**Consegna A**: Secondo il brano qui sotto, quanti litri contiene il Cratere di Eufronio con la Morte di Sarpedonte?
**Consegna B**: Stampa, dal brano qui sotto, la parte che inizia con le parole contenenti "II black market" e termina con "di 80 volte.".
**Consegna C**: Le seguenti affermazioni concordano con il brano qui sotto? Rispondi sì o no a ciascuna, citando le parole decisive: (i) la kylix restituita dal Getty fu realizzata in Etruria; (ii) Giuseppe Evangelisti vendeva ogni pezzo, in media, a oltre mille euro; (iii) la mostra apre il 18 dicembre.

**Brano**:

============

In mostra giungerà, il 15 gennaio ancora dal Metropolitan, il celebre Cratere dì Eufronio con la Morte di Sarpedonte, tanto grande che contiene 45 litri: il primo reperto pagato un milione di dollari da un museo, nel 1972, a Robert Bob Hetch, mercante processato a Roma con Marion True, ex curator del Getty.
Probabilmente, all’apertura del 18 dicembre, ci sarà anche il ministro della Cultura greco: la «partecipazione simbolica» è per «ringraziare l’Italia» del «determinante» aiuto nel recupero della Kore e altre opere. Perché quella dei “predoni dell’arte perduta” (e ora, almeno in parte, anche ritornata) non è storia di piccolo conto; né recente; né limitata al nostro Paese. Anche se l’Italia ne è la più colpita. La prima opera restituita dal Getty è una kylix a figure rosse, realizzata verso il 490 in Etruria, firmato dal vasaio Eufronio e dal pittore Onesimos, con scene della Guerra di Troia; il museo californiano ne acquista i primi frammenti nel 1983, spiega Maurizio Pellegrini, con Daniela Rizzo consulente del Pm Paolo Ferri. Altri frammenti in anni successivi; l’ultimo, è pubblicato nel 1990.
E le foto le aveva Medici: forse per guadagnare di più, “tombaroli e trafficanti vendevano anche a rate. Restituito, integro e ormai restaurato, nel 1999.
Uno studio compiuto a Cambridge dimostra che le quattro grandi case d’aste internazionali, dal ’94 al ’97, vendono dal 76 all’89 per cento di reperti sprovvisti di origini credibili: quindi, derivanti da scavi clandestini. E di tre delle maggiori raccolte formatesi nel dopoguerra, dai loro cataloghi, rileva che solo il 4 per cento degli oggetti ha provenienze accertate.
II black market vale 500 milioni di dollari; oltre 100 mila le tombe violate, prevalentemente in Italia.
Agli atti del Pm Ferri, c’è il diario di un “tombarolo” preciso e famoso: Giuseppe Evangelisti, casa verso Bolsena. Dal 1997 al 2002, ogni settimana ha scavato in media una tomba, con almeno nove oggetti; 68 sepolture con 737 pezzi solo lui, e solo nel 2000. Vendeva ogni pezzo (in media) a poco più di 100 euro: sulla via dei grandi musei, lievitava almeno di 80 volte.
Il mercato è forse più redditizio perfino della droga: ha rischi assai minori.
Queste sono le dimensioni dello scandalo.
Gli oggetti in mostra al Quirinale costituiscono l’approdo di defatiganti “trattative bonarie” con musei e collezionisti americani e inglesi, concluse soprattutto dal vice-premier e ministro dei Beni culturali Francesco Rutelli. Ulteriori colloqui sono tuttora in corso con diversi altri musei, europei ma anche giapponesi. Torna a galla solo una parte dell’immenso “sommerso”: capolavori mai visti, che possono dare un’idea di quanto terribile sia stato il disastro dei “predatori dell’arte perduta”.
Arriva la Kore da Atene: perché anche la Grecia, purtroppo, ne sa qualcosa.

============

Dati di localizzazione dei punti
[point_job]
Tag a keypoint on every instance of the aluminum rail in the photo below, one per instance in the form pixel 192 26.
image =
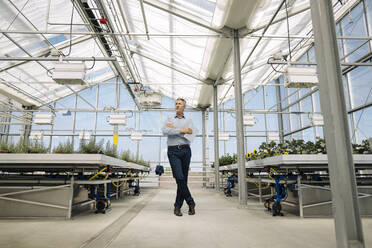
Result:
pixel 299 161
pixel 64 161
pixel 5 58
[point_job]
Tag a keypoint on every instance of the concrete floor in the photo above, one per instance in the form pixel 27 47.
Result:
pixel 148 221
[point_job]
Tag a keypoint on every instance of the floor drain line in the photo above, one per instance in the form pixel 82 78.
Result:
pixel 107 235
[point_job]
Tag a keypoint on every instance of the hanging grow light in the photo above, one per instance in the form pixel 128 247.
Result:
pixel 43 119
pixel 300 77
pixel 249 120
pixel 273 136
pixel 69 73
pixel 118 119
pixel 84 135
pixel 136 136
pixel 36 135
pixel 317 120
pixel 149 99
pixel 223 136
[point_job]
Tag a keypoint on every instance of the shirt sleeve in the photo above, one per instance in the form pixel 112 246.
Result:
pixel 170 131
pixel 195 131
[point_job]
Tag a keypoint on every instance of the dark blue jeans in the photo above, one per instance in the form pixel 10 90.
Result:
pixel 179 160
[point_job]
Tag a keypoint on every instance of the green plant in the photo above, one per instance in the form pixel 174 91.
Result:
pixel 7 147
pixel 66 147
pixel 110 150
pixel 21 147
pixel 363 148
pixel 91 147
pixel 125 155
pixel 37 147
pixel 227 159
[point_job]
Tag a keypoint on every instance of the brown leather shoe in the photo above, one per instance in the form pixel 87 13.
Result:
pixel 192 209
pixel 177 212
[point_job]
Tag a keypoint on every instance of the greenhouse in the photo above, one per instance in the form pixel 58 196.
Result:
pixel 185 123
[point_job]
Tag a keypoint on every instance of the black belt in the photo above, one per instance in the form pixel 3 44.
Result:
pixel 179 146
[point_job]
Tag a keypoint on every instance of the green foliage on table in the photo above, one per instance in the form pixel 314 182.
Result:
pixel 110 150
pixel 7 147
pixel 37 147
pixel 23 147
pixel 91 147
pixel 64 148
pixel 227 159
pixel 127 156
pixel 271 149
pixel 364 148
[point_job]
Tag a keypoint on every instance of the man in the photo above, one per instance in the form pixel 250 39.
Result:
pixel 180 132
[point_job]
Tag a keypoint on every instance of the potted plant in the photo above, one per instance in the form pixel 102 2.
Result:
pixel 64 148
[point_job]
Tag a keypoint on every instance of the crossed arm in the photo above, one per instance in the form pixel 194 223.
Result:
pixel 169 129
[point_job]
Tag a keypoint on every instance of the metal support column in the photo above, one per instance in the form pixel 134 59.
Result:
pixel 348 224
pixel 204 146
pixel 260 188
pixel 216 146
pixel 138 127
pixel 300 199
pixel 71 197
pixel 28 116
pixel 279 108
pixel 239 121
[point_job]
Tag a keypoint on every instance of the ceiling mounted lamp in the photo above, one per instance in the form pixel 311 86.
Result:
pixel 43 119
pixel 249 120
pixel 84 135
pixel 317 120
pixel 273 136
pixel 300 77
pixel 36 135
pixel 223 136
pixel 136 136
pixel 118 119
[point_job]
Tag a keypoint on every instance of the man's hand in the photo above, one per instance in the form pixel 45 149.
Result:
pixel 186 130
pixel 169 125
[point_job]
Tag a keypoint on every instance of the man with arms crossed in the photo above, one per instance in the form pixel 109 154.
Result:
pixel 180 132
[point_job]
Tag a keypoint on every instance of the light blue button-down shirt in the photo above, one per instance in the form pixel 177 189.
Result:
pixel 174 136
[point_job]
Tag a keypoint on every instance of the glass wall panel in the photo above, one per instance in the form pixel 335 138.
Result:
pixel 363 119
pixel 84 121
pixel 89 95
pixel 254 99
pixel 106 95
pixel 360 86
pixel 353 24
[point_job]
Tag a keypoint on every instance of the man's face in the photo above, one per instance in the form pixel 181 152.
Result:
pixel 180 106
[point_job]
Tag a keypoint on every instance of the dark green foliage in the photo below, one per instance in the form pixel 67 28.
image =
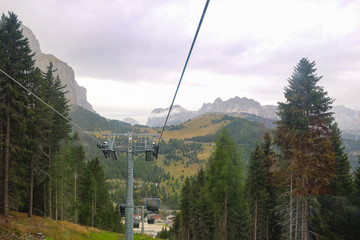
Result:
pixel 212 204
pixel 15 60
pixel 261 190
pixel 96 208
pixel 342 184
pixel 40 164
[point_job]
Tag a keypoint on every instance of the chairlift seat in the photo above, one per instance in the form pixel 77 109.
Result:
pixel 122 210
pixel 107 150
pixel 153 204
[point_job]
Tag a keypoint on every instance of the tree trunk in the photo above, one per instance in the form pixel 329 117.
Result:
pixel 6 161
pixel 2 150
pixel 92 212
pixel 45 200
pixel 296 218
pixel 255 220
pixel 49 185
pixel 75 199
pixel 290 209
pixel 56 202
pixel 31 185
pixel 225 216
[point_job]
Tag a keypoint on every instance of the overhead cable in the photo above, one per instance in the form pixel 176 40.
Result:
pixel 67 119
pixel 187 60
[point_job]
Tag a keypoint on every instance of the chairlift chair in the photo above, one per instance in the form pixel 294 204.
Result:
pixel 122 210
pixel 151 220
pixel 153 204
pixel 108 150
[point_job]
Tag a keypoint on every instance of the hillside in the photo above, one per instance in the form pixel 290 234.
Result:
pixel 19 226
pixel 185 149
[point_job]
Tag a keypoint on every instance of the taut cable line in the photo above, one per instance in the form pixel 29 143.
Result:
pixel 67 119
pixel 187 60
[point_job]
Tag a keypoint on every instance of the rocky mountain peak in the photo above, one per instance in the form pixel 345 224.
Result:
pixel 75 93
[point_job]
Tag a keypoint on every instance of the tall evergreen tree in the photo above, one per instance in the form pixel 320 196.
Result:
pixel 257 194
pixel 225 187
pixel 303 134
pixel 185 216
pixel 201 220
pixel 342 184
pixel 16 60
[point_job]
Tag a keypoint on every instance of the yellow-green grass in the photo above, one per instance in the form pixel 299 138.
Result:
pixel 19 225
pixel 200 126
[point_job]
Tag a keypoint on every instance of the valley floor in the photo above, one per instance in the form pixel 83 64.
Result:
pixel 19 226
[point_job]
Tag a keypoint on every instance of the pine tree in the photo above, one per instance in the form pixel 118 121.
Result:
pixel 336 209
pixel 16 60
pixel 342 184
pixel 225 187
pixel 185 215
pixel 257 193
pixel 200 209
pixel 303 134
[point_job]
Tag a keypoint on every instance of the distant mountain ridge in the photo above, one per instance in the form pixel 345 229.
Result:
pixel 74 93
pixel 348 119
pixel 232 105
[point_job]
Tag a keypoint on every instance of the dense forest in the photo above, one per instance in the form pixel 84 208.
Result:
pixel 291 182
pixel 297 185
pixel 42 163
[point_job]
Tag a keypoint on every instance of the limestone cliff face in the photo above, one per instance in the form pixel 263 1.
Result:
pixel 75 93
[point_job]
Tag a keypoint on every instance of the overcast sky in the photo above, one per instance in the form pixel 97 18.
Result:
pixel 129 54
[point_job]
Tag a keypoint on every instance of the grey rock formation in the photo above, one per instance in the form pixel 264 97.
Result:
pixel 178 115
pixel 239 105
pixel 131 121
pixel 348 119
pixel 75 93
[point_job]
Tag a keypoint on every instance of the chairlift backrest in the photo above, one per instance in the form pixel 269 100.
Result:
pixel 153 204
pixel 122 210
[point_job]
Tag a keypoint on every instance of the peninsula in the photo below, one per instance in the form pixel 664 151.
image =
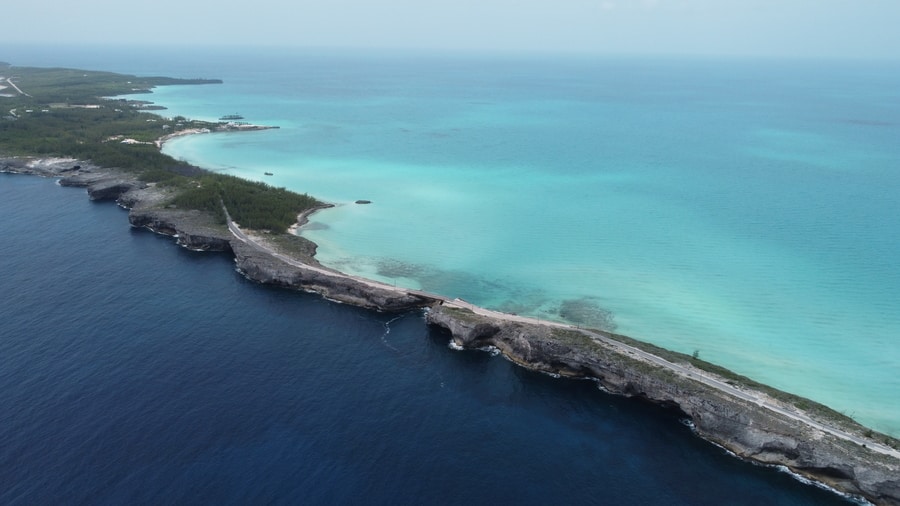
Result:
pixel 205 211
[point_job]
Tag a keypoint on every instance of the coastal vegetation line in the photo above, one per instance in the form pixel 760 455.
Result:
pixel 59 112
pixel 63 112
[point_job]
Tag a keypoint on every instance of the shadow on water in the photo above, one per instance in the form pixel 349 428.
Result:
pixel 134 371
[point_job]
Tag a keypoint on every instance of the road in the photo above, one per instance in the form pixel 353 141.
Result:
pixel 682 370
pixel 9 82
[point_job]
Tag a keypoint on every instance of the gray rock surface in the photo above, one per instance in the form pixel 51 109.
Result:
pixel 751 432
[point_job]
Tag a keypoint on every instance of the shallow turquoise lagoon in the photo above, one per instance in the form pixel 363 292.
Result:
pixel 744 209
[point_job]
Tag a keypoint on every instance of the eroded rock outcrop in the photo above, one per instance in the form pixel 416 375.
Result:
pixel 745 428
pixel 262 267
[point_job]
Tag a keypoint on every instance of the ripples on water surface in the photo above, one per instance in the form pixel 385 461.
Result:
pixel 133 371
pixel 745 209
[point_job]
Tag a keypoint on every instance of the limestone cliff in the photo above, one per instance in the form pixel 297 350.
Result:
pixel 748 430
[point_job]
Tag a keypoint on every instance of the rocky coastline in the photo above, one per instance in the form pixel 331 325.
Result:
pixel 741 426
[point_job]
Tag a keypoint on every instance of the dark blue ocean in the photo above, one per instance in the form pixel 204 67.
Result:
pixel 133 371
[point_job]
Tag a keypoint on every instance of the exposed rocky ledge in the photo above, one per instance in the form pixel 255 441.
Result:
pixel 740 426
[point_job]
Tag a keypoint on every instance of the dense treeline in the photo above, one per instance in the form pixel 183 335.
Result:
pixel 50 121
pixel 252 204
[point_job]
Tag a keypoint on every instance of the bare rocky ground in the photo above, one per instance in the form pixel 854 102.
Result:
pixel 742 427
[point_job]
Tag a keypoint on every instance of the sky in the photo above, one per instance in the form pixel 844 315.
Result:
pixel 790 28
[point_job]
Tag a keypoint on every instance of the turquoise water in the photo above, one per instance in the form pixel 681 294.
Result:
pixel 744 209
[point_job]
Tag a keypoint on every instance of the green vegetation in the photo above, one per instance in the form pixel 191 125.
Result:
pixel 61 113
pixel 253 205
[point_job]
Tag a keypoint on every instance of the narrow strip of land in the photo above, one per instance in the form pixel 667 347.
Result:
pixel 682 370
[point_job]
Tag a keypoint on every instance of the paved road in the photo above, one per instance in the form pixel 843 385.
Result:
pixel 686 371
pixel 9 82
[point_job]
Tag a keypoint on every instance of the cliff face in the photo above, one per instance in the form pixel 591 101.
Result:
pixel 264 268
pixel 748 430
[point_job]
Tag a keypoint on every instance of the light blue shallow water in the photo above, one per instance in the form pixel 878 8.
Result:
pixel 745 209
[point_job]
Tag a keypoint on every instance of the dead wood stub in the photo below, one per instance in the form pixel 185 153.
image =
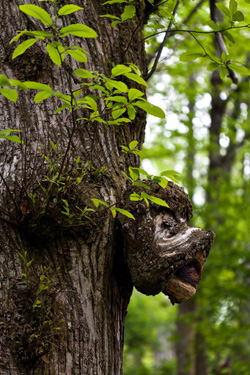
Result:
pixel 163 253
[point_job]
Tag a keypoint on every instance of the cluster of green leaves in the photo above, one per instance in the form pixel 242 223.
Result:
pixel 131 148
pixel 113 209
pixel 128 13
pixel 118 97
pixel 57 193
pixel 56 50
pixel 232 16
pixel 37 290
pixel 6 134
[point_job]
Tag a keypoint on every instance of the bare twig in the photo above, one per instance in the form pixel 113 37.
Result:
pixel 162 44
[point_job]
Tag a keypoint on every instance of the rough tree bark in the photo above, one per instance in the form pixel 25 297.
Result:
pixel 99 261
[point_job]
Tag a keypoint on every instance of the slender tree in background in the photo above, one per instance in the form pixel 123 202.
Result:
pixel 220 165
pixel 78 229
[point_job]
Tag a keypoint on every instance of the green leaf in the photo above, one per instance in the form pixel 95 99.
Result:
pixel 83 73
pixel 113 24
pixel 91 102
pixel 223 9
pixel 13 138
pixel 118 112
pixel 212 66
pixel 54 54
pixel 16 37
pixel 19 84
pixel 21 48
pixel 131 112
pixel 232 7
pixel 163 182
pixel 141 184
pixel 97 202
pixel 4 81
pixel 156 200
pixel 150 108
pixel 135 197
pixel 37 86
pixel 29 263
pixel 120 69
pixel 133 144
pixel 9 94
pixel 223 72
pixel 37 12
pixel 213 25
pixel 239 69
pixel 123 212
pixel 129 12
pixel 42 95
pixel 77 55
pixel 189 56
pixel 136 78
pixel 78 29
pixel 134 173
pixel 238 16
pixel 38 33
pixel 119 121
pixel 134 94
pixel 117 98
pixel 62 108
pixel 109 16
pixel 114 1
pixel 117 85
pixel 68 9
pixel 229 37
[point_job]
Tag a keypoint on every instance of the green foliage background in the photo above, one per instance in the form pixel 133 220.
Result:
pixel 183 142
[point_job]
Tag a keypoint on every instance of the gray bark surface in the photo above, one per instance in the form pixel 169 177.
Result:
pixel 89 293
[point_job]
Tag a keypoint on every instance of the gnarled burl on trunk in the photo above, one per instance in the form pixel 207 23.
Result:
pixel 163 253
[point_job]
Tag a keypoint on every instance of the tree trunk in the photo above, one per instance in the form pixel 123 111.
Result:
pixel 68 316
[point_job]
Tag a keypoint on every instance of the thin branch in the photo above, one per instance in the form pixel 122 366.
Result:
pixel 197 31
pixel 10 194
pixel 141 20
pixel 162 44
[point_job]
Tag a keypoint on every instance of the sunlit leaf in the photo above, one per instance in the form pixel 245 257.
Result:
pixel 37 12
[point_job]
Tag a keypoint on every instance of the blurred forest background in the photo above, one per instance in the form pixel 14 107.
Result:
pixel 205 137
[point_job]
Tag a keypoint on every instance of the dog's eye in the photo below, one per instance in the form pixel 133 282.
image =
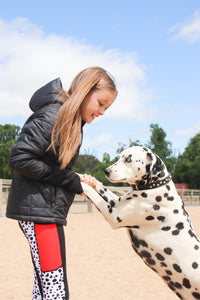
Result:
pixel 129 158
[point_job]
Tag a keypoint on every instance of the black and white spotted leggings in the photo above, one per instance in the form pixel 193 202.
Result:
pixel 47 245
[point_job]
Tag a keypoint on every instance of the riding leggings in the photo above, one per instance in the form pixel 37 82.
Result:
pixel 47 246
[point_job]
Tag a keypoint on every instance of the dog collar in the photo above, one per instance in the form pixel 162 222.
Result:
pixel 151 185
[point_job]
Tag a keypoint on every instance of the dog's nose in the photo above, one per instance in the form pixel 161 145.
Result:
pixel 107 172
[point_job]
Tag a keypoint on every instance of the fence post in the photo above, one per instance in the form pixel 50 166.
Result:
pixel 89 205
pixel 1 198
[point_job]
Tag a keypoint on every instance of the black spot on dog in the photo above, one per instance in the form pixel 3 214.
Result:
pixel 149 218
pixel 178 285
pixel 156 207
pixel 186 283
pixel 105 198
pixel 145 254
pixel 112 203
pixel 147 168
pixel 180 225
pixel 161 218
pixel 158 198
pixel 175 232
pixel 168 251
pixel 101 192
pixel 166 278
pixel 171 286
pixel 144 195
pixel 170 198
pixel 160 257
pixel 166 228
pixel 151 261
pixel 143 243
pixel 177 268
pixel 196 295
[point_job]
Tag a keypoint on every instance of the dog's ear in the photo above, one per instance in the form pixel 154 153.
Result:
pixel 156 164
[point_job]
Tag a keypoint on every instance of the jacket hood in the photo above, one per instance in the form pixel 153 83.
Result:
pixel 49 93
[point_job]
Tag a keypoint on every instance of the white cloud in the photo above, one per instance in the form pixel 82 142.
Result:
pixel 97 141
pixel 189 132
pixel 29 59
pixel 188 31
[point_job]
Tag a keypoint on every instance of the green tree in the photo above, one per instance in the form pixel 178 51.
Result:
pixel 8 136
pixel 188 164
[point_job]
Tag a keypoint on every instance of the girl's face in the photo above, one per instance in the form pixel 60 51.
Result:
pixel 95 104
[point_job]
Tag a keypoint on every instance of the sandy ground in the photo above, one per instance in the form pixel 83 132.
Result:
pixel 100 261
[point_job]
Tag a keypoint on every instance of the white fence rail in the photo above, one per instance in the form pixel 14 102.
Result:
pixel 190 197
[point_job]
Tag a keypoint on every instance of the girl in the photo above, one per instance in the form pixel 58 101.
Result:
pixel 44 185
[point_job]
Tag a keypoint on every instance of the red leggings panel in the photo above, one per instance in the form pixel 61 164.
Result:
pixel 48 246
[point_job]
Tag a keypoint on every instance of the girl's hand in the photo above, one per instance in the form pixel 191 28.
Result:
pixel 89 180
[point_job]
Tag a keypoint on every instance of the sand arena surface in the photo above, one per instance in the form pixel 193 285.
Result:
pixel 101 264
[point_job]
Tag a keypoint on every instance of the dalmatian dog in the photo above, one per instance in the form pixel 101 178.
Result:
pixel 158 225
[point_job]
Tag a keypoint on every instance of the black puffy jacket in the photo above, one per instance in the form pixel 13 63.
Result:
pixel 41 192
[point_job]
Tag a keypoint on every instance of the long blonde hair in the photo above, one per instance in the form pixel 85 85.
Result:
pixel 66 133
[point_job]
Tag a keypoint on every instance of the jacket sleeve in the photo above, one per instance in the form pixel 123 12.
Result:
pixel 27 154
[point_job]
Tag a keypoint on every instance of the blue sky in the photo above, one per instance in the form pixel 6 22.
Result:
pixel 151 48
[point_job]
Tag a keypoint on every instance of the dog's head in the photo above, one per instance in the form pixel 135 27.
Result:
pixel 136 165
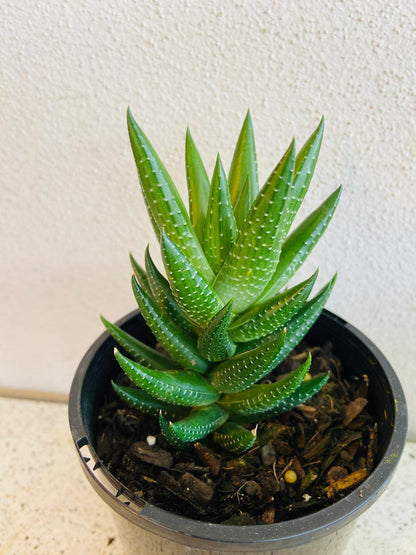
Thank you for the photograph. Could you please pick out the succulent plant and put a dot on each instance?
(224, 312)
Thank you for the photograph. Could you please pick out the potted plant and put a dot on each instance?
(225, 318)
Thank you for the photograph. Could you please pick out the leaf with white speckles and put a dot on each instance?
(179, 344)
(145, 402)
(265, 318)
(220, 229)
(180, 387)
(263, 397)
(305, 391)
(300, 243)
(255, 253)
(245, 369)
(200, 423)
(192, 293)
(243, 179)
(299, 325)
(304, 167)
(198, 186)
(141, 275)
(235, 438)
(214, 342)
(138, 350)
(162, 294)
(163, 202)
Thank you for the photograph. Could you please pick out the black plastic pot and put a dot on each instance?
(146, 529)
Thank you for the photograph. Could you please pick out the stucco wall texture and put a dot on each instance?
(70, 204)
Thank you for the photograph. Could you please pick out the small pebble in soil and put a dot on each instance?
(290, 476)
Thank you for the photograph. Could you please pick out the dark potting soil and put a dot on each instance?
(303, 460)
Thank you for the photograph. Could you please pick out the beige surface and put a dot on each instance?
(48, 508)
(71, 211)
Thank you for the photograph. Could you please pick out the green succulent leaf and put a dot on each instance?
(269, 316)
(180, 387)
(144, 402)
(197, 425)
(241, 206)
(298, 326)
(235, 438)
(193, 294)
(255, 253)
(304, 167)
(263, 397)
(179, 344)
(214, 343)
(166, 209)
(243, 370)
(305, 391)
(162, 294)
(243, 171)
(141, 276)
(139, 351)
(173, 439)
(220, 228)
(300, 243)
(198, 186)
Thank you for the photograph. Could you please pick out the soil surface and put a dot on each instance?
(304, 460)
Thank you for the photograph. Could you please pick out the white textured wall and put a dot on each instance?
(70, 208)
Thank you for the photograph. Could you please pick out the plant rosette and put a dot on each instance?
(226, 316)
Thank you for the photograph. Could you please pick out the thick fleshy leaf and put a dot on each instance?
(299, 244)
(141, 275)
(140, 352)
(162, 294)
(165, 206)
(241, 205)
(263, 397)
(214, 343)
(235, 438)
(220, 229)
(269, 316)
(180, 387)
(172, 438)
(192, 293)
(243, 167)
(298, 326)
(179, 344)
(198, 186)
(304, 167)
(144, 402)
(255, 253)
(245, 369)
(305, 391)
(197, 425)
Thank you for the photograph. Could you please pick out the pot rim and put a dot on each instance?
(192, 532)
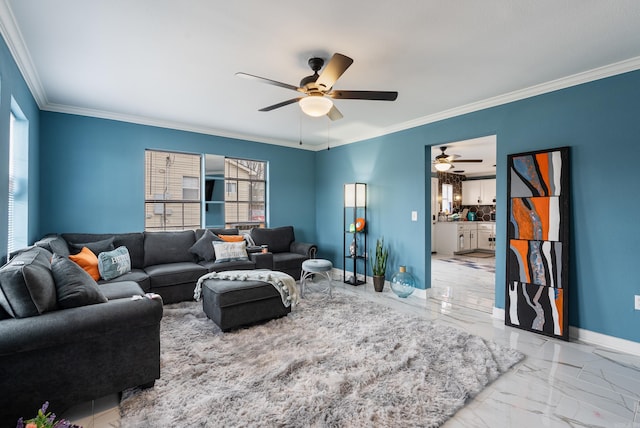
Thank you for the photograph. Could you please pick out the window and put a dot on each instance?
(172, 190)
(245, 193)
(18, 206)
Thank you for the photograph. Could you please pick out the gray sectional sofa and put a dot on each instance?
(67, 338)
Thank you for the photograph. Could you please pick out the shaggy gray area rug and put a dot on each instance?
(335, 363)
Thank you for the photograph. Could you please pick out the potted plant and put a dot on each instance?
(379, 264)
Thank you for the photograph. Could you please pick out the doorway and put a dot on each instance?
(463, 268)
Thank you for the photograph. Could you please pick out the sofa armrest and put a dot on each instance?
(304, 248)
(66, 326)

============

**Risultato A**: Contiene 45 litri.

**Risultato B**:
II black market vale 500 milioni di dollari; oltre 100 mila le tombe violate, prevalentemente in Italia.
Agli atti del Pm Ferri, c’è il diario di un “tombarolo” preciso e famoso: Giuseppe Evangelisti, casa verso Bolsena. Dal 1997 al 2002, ogni settimana ha scavato in media una tomba, con almeno nove oggetti; 68 sepolture con 737 pezzi solo lui, e solo nel 2000. Vendeva ogni pezzo (in media) a poco più di 100 euro: sulla via dei grandi musei, lievitava almeno di 80 volte.

**Risultato C**:
(i) Sì: "realizzata verso il 490 in Etruria".
(ii) No: "Vendeva ogni pezzo (in media) a poco più di 100 euro".
(iii) Sì: "all’apertura del 18 dicembre".